[EXTRACTED DATA start]

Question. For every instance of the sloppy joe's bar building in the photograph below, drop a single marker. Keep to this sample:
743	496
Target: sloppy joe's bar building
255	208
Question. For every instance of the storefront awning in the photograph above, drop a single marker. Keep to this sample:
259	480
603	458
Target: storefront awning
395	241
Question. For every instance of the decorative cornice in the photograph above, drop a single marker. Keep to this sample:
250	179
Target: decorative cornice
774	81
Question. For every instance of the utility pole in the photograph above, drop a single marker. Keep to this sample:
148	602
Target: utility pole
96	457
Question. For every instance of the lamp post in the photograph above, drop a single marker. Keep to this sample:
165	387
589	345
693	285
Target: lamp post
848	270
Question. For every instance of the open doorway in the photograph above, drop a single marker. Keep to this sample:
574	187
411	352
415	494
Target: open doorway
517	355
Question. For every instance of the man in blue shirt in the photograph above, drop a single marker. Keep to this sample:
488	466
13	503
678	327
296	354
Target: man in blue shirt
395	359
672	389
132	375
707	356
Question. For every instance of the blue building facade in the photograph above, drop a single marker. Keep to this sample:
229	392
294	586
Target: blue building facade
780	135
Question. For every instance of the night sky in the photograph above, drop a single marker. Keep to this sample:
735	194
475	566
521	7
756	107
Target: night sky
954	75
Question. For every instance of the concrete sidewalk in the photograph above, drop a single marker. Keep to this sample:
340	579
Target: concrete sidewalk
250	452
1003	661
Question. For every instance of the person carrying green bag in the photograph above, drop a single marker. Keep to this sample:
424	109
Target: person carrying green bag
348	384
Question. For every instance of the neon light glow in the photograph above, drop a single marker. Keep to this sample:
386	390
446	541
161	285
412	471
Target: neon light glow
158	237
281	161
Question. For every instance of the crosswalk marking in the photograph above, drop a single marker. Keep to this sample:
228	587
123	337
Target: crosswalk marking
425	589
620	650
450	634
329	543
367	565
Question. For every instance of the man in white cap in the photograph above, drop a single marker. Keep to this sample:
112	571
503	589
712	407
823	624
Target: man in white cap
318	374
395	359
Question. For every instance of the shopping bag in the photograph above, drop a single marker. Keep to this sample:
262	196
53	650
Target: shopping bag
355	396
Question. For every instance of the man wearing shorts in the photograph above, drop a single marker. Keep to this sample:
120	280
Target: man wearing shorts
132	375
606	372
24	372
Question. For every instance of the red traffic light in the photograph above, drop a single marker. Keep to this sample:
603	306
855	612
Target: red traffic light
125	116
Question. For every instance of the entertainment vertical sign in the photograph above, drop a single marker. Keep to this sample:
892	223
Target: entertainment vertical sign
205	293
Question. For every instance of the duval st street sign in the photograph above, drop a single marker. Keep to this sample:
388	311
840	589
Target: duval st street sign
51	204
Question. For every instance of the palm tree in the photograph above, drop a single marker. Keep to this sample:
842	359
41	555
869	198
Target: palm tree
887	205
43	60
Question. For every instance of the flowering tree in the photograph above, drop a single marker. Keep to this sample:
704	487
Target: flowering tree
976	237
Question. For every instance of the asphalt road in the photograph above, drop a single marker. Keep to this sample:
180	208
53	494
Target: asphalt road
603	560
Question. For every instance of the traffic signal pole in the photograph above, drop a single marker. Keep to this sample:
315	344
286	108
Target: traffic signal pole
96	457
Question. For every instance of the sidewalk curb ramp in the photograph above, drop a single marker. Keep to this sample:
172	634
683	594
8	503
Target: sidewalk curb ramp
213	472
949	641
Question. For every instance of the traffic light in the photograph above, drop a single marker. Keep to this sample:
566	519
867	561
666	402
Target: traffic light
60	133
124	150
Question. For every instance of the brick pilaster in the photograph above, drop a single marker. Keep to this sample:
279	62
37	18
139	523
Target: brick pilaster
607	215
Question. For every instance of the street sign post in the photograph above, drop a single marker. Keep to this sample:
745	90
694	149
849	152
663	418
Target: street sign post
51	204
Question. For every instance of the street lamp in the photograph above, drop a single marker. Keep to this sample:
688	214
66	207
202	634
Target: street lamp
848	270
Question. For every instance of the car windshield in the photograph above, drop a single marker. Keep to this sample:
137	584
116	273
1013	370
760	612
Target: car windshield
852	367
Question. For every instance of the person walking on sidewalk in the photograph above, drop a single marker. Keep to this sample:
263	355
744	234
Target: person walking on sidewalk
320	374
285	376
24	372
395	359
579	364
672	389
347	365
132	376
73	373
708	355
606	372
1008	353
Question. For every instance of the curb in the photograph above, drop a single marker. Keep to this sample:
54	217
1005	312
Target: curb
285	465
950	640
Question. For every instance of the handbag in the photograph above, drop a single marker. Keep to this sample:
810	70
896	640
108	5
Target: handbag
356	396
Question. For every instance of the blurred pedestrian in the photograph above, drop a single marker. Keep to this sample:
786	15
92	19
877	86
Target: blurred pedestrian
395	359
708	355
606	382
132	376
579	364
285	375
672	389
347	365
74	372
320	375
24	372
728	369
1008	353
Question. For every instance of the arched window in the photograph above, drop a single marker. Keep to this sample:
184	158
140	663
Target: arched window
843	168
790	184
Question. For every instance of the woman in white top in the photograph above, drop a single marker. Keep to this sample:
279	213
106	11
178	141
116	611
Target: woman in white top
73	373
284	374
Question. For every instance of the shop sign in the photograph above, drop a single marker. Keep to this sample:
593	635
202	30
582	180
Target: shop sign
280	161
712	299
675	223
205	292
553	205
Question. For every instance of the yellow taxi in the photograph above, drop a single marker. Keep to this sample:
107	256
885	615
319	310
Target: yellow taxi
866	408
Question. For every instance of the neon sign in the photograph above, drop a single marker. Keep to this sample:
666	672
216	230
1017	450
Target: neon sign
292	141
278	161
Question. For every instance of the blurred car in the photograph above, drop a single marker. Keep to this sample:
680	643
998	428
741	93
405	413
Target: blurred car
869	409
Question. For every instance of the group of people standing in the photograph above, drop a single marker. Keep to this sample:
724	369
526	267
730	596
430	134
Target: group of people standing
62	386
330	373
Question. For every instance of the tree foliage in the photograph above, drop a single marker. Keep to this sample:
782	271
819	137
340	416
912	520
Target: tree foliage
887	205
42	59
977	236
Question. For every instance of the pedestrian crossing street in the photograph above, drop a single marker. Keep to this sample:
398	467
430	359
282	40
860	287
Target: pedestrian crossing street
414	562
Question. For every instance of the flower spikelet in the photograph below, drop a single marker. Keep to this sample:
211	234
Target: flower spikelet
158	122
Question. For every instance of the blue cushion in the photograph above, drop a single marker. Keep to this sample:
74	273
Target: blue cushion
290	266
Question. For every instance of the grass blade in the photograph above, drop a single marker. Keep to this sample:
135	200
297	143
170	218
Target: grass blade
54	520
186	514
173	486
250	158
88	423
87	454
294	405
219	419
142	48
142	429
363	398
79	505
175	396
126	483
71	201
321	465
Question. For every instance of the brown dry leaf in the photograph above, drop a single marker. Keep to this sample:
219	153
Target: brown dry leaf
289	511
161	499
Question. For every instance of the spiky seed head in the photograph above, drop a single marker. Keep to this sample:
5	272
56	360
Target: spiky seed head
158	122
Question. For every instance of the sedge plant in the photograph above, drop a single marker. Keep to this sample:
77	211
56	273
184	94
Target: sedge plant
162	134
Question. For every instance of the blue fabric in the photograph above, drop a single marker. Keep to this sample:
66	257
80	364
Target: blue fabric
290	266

[EXTRACTED DATA end]

Reproduce every line of the data verbatim.

WORKED ANSWER>
Question. For every instance of the sloppy joe's bar building in the photograph below, drop a single marker. Keep to this sample:
743	496
Target: sloppy joe's bar building
255	208
Question. For every instance of the storefront awning in the photograph above, drop a single marker. Keep to this sample:
259	480
603	458
Target: storefront awning
395	241
Question. For every instance of the decorative cornice in the photograph above, drop a single marker. Keep to this sample:
250	179
Target: decorative cornice
774	81
Question. For every instance of the utility pole in the photograph above, drop a single marker. Keep to this sample:
148	602
Target: utility pole
96	457
Question. For every instance of the lamp post in the photograph above, drop a single marker. Keep to this sample:
165	387
589	345
693	285
Target: lamp post
848	270
Question. For every instance of the open doorway in the photograph above, drop a single marker. Keep to this sample:
574	187
411	352
415	494
Target: open doorway
517	355
Question. For every instance of the man in blue shirt in the photograph above, drop a single marker. Keep to this sample:
488	466
13	503
678	327
296	354
Target: man in blue shirt
395	359
672	389
132	375
707	356
Question. For every instance of the blue building facade in the photograph above, drop a single marker. Keep to this sample:
229	392
294	586
Target: blue building facade
780	135
Question. For every instance of the night sky in the photograph above, drop a single marker. Keep to this sample:
735	194
475	566
521	7
756	107
Target: night sky
954	75
Question. For every instance of the concrete sidewalk in the photograph above, drop a single marker. Keep to this sample:
340	579
Target: concrete sidewalk
250	452
1003	661
Question. For every instance of the person carrying green bag in the photograph above, drop a single marker. Keep to this sample:
424	109
Target: person carrying green bag
348	384
Question. For every instance of the neon light glow in the photograph above, drop a single marker. Keep to this sample:
386	390
446	541
161	285
412	471
Target: neon light glow
158	237
281	161
Question. For every instance of the crosswalk marking in the photograph above, drop a single marker. Keep to this sample:
228	587
123	337
Target: crosswalk marking
425	589
620	650
450	634
329	543
367	565
Question. For every instance of the man in white cap in the photograph above, drop a single marker. Keep to this sample:
112	571
503	589
712	407
823	624
Target: man in white cap
318	374
395	359
Question. For every instance of the shopping bag in the photograph above, drop a single marker. Keep to this sample:
262	196
53	650
Target: shopping bag
355	396
Question. For every instance of the man wearing shorts in the photograph above, drop a single marker. Keep to this sample:
120	280
Target: man wearing shorts
132	375
606	372
24	372
Question. For every instance of the red traffic light in the photograph above, drop a single marker. Keep to this sample:
603	306
855	612
Target: red traffic light
125	116
Question. For every instance of the entertainment vertical sign in the photograph above, drop a single marker. Keep to this sample:
892	223
Target: entertainment vertical sign
205	293
Question. For every instance of the duval st street sign in the photograph above, drop a single marker. Keep to this sample:
388	311
840	589
Target: duval st street sign
51	204
Question. For every instance of the palm tree in the photograph above, drop a single marker. Keep to this sample:
842	359
41	555
869	198
Target: palm tree
887	205
43	60
Question. For every instance of the flowering tree in the photograph above, drop a single marker. Keep to this sample:
704	487
Target: flowering tree
976	237
Question. For every instance of the asphalt road in the photograph above, drop a single marker. Keep to this sample:
180	208
53	494
Target: asphalt road
603	560
Question. For every instance of the traffic signal pole in the photograph above, drop a single marker. Keep to this sample:
315	344
286	108
Target: traffic signal pole
96	457
Question. For every instance of the sidewalk curb ramp in the photograph above, drop a single marker. Keep to this sample:
172	634
683	594
8	503
Target: sidewalk curb ramp
213	472
949	641
Question. For every instance of the traffic light in the photograph above, drop a single marker. Keep to this sample:
566	519
867	561
666	402
Target: traffic light
60	133
124	150
Question. For every instance of the brick pilaster in the photograph above, drop a single marker. Keep to this sample:
279	62
37	18
139	523
Target: brick pilaster
607	215
Question. For every instance of the street sign post in the photograph above, drop a single marker. Keep to this sample:
745	90
694	149
849	152
663	418
Target: street sign post
51	204
Question. For every instance of the street lamp in the photograph above, drop a single marker. Keep to this sample:
688	214
66	207
202	634
Target: street lamp
848	270
Question. For every instance of the car windshield in the photograph above, drop a single marker. Keep to this sample:
137	584
116	273
1013	370
760	612
Target: car windshield
852	367
Question. For every instance of the person walking on sidewalk in the photograph above, drop a single marker. Keep to this sample:
263	355
744	234
Target: person walking on sidewalk
320	374
285	376
24	372
395	359
579	364
672	389
347	365
132	376
73	373
708	355
606	372
1008	353
Question. For every instance of the curb in the photograph above, drop a single marker. Keep to this sample:
54	217
1005	312
Target: curb
285	465
950	640
Question. For every instance of the handbag in the photograph above, drop a single marker. Keep to this sample:
810	70
896	640
108	5
Target: handbag
356	396
Question. For every instance of the blurred pedestrian in the photograph above, drop a single marker. Keep to this sample:
786	15
92	19
877	86
Target: blurred pedestrian
395	359
708	355
606	382
132	376
579	364
285	375
672	389
347	365
74	372
320	375
24	372
728	369
1008	353
Question. For every instance of the arched window in the photograph above, drop a single marker. Keep to this sample:
184	158
140	663
Target: arched window
843	168
790	184
Question. For every instance of the woman in white top in the photograph above, drop a single marker. Keep to this sample:
279	213
106	11
178	141
116	611
Target: woman in white top
73	373
284	374
Question. For every instance of the shop sign in the photograph above, drop a single marker. Keep to this sample:
593	635
202	30
582	180
Target: shop sign
280	161
712	299
675	223
205	292
553	205
Question. For every instance of the yellow taxi in the photograph above, drop a single marker. Keep to this sample:
107	256
885	615
319	310
Target: yellow taxi
866	408
Question. For every instance of the neon sign in the photograph above, drop a single marker. Keep to this sample:
666	672
216	230
1017	450
Target: neon sign
292	141
278	161
Question. For every instance of the blurred car in the photograph above, drop a single marker. Keep to this sample:
680	643
998	428
741	93
405	413
Target: blurred car
869	409
Question. For every instance of the group of people standing in the photograph above, drop a single marker. Keep to this sample:
724	369
526	267
730	596
430	134
Target: group of people standing
62	386
330	373
Question. For every instance of the tree foliage in the photograph above, drop a single marker. Keep to this sample:
782	271
819	137
340	416
912	520
Target: tree foliage
887	205
42	59
977	236
Question. For every instance of the pedestrian crossing street in the photograph above, drop a single marker. Keep to this sample:
398	467
430	359
282	40
860	287
Target: pedestrian crossing street
414	562
Question. For every instance of the flower spikelet in the photograph below, drop a single marker. Keep to this sample:
211	234
Target: flower spikelet
158	122
Question. For every instance of the blue cushion in the photograph above, drop a single marker. Keep to this sample:
74	273
Target: blue cushion
290	266
Question. For every instance of the grass blade in the photograph above, drop a single marker. Keep to this sample:
135	200
297	143
170	218
Target: grass blade
54	520
186	514
173	486
250	158
88	423
87	454
294	405
219	419
142	48
142	429
363	398
79	505
175	396
126	483
71	201
321	465
Question. For every instance of the brown dry leaf in the photograph above, drop a single marker. Keep to this sample:
219	153
Target: brown dry leaf
289	511
161	499
Question. For every instance of the spiky seed head in the photograph above, drop a single marker. Keep to this sample:
5	272
56	360
Target: spiky seed head
158	122
Question. For every instance of the sedge plant in the photograph above, drop a single marker. Keep to this sample:
77	211
56	273
184	94
Target: sedge plant
162	134
Question. For every instance of the blue fabric in the photograph above, drop a single marker. Keep to this sample:
66	257
80	364
Target: blue fabric
290	266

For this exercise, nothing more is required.